/---

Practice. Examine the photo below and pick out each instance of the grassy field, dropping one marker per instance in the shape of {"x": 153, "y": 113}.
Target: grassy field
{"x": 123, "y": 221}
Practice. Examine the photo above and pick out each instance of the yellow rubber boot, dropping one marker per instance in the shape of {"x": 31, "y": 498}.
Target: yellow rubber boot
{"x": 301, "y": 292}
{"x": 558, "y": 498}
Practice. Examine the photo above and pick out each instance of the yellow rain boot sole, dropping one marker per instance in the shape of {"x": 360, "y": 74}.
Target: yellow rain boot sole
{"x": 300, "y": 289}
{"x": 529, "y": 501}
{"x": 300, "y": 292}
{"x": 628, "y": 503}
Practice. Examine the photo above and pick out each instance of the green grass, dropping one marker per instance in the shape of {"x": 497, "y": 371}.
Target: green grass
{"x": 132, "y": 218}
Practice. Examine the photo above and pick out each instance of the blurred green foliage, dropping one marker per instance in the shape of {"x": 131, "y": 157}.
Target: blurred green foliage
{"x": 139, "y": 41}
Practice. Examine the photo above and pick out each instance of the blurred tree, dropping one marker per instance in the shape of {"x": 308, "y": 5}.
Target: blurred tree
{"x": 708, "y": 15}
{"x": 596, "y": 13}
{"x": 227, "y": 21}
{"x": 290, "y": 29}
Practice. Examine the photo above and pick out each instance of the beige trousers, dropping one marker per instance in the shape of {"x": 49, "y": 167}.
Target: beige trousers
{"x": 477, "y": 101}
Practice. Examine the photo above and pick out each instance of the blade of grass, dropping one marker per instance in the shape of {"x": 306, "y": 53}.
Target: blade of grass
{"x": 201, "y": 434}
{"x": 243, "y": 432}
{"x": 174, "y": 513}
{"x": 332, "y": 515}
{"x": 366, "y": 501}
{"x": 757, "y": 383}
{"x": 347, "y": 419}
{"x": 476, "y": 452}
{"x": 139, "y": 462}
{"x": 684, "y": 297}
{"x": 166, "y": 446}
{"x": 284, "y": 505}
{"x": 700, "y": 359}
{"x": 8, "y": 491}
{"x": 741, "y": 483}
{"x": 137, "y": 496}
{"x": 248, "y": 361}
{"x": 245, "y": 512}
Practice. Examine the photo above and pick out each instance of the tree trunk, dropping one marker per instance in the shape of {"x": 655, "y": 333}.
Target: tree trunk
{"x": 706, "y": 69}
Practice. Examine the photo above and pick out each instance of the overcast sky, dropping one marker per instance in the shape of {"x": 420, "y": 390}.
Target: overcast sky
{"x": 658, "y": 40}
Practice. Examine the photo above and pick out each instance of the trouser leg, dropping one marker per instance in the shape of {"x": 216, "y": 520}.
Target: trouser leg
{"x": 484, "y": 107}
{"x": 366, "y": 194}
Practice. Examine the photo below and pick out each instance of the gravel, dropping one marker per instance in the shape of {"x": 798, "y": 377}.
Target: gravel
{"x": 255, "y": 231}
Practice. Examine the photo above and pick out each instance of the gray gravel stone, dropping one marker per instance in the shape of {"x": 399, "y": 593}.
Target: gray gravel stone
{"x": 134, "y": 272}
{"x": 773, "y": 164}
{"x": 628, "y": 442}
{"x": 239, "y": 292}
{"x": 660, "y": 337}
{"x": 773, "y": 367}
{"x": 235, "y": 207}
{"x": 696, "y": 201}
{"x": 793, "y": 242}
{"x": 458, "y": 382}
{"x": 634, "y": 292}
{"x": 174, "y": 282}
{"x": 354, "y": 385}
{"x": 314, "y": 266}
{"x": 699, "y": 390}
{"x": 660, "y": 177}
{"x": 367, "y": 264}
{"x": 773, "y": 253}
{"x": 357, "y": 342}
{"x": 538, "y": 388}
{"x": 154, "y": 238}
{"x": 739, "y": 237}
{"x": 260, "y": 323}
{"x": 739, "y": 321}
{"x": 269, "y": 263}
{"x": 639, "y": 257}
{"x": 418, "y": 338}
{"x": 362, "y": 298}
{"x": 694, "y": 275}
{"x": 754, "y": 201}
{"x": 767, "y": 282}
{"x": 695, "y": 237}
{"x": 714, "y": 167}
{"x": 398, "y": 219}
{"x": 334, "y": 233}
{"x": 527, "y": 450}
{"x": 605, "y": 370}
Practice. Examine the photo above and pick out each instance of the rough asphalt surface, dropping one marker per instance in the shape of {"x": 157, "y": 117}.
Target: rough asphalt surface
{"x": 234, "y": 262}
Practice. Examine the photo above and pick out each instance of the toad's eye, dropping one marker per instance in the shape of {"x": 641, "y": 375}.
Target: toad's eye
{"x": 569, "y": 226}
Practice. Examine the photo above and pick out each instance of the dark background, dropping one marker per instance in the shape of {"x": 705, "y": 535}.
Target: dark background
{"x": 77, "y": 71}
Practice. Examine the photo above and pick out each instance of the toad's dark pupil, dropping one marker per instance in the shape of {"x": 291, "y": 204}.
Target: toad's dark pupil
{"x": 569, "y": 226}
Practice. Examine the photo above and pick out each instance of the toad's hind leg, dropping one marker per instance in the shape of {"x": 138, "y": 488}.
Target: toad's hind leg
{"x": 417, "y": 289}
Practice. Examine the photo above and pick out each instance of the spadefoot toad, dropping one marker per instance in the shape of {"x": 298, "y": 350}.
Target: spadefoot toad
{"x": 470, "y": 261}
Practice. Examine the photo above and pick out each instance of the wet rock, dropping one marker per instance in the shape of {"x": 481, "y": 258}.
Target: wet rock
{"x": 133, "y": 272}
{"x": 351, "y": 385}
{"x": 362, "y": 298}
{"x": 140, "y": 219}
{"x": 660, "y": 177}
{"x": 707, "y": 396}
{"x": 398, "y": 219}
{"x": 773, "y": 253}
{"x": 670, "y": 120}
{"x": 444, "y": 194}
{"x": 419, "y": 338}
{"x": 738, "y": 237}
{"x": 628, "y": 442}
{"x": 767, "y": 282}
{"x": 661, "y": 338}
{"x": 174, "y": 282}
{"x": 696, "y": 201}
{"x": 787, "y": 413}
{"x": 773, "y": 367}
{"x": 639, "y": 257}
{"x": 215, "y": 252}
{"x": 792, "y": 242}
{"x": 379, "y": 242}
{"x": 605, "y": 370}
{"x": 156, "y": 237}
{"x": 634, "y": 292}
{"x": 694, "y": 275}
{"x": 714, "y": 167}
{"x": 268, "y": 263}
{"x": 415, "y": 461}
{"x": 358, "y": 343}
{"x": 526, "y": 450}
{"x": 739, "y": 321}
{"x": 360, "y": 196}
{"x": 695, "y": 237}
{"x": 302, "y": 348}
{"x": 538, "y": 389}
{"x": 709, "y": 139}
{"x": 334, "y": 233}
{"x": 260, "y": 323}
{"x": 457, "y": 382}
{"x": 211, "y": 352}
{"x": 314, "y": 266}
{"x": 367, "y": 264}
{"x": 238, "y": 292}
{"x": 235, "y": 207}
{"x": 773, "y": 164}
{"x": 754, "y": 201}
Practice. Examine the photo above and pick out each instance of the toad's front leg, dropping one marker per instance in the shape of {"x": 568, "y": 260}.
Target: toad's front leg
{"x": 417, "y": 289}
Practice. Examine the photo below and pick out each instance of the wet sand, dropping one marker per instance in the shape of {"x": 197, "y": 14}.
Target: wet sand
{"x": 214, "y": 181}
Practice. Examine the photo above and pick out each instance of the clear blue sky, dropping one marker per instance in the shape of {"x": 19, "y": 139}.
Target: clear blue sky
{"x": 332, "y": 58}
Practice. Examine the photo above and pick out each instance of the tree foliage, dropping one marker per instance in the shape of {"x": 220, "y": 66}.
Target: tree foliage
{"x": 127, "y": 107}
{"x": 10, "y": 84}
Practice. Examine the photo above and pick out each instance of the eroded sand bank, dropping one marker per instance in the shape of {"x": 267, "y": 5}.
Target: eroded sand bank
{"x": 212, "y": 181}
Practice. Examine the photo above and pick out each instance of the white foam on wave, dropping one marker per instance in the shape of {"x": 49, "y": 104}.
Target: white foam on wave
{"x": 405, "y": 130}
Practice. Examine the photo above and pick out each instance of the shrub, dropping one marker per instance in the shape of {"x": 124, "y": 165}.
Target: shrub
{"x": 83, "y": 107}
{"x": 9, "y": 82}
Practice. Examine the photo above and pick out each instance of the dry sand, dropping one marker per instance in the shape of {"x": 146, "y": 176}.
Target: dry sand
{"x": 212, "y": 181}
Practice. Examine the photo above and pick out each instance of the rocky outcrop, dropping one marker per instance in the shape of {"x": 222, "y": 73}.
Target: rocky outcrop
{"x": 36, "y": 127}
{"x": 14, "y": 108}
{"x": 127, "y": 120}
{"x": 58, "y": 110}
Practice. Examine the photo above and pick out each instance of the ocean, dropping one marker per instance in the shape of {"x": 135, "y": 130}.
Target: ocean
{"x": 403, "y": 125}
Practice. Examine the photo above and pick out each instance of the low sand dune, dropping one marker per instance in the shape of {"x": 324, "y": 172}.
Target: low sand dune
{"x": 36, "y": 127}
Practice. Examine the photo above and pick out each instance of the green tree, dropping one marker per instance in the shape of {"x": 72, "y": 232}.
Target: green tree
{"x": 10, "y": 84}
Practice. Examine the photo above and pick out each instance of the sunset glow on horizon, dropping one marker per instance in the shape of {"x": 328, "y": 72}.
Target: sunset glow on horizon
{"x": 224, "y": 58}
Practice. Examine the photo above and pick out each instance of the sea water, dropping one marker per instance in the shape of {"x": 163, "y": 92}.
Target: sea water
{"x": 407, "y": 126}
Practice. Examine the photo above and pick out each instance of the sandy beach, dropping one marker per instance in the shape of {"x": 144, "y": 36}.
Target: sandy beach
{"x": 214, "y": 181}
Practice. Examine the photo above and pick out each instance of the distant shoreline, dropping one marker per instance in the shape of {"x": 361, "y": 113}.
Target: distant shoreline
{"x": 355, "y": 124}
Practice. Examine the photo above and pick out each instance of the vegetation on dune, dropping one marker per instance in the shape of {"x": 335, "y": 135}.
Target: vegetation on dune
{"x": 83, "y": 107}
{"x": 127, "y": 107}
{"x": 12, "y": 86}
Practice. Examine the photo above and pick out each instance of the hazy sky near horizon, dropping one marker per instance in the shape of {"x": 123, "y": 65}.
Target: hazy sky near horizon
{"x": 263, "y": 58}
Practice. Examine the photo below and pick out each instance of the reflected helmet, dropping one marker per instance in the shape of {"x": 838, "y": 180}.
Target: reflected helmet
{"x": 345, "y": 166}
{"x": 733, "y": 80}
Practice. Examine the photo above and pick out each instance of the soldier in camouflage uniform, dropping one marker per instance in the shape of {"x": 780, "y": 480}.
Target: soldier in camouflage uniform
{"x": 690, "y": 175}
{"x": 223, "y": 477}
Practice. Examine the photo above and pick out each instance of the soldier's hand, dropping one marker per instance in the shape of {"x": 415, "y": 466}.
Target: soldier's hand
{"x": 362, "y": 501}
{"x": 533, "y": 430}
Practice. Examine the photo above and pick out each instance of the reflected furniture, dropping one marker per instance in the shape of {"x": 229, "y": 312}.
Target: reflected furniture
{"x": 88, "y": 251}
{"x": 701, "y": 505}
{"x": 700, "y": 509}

\---

# Task description
Everything from the line containing "the soldier in" through the last line of the records must be given again exactly; leave out all other lines.

# Result
Practice. Examine the photo above and pick out each instance of the soldier in camouflage uniform, dropping one marker per instance in the shape of {"x": 780, "y": 480}.
Target: soldier in camouflage uniform
{"x": 690, "y": 175}
{"x": 223, "y": 477}
Practice. Examine the photo above and pick out each instance of the soldier's hand, dropping one marker per instance in the shape of {"x": 415, "y": 466}.
Target: soldier's hand
{"x": 362, "y": 501}
{"x": 533, "y": 430}
Practice. Examine the photo above and pick out each instance of the reflected furniture, dropping one marker per instance in the shape of {"x": 229, "y": 312}.
Target: reflected furniture
{"x": 88, "y": 251}
{"x": 701, "y": 505}
{"x": 700, "y": 509}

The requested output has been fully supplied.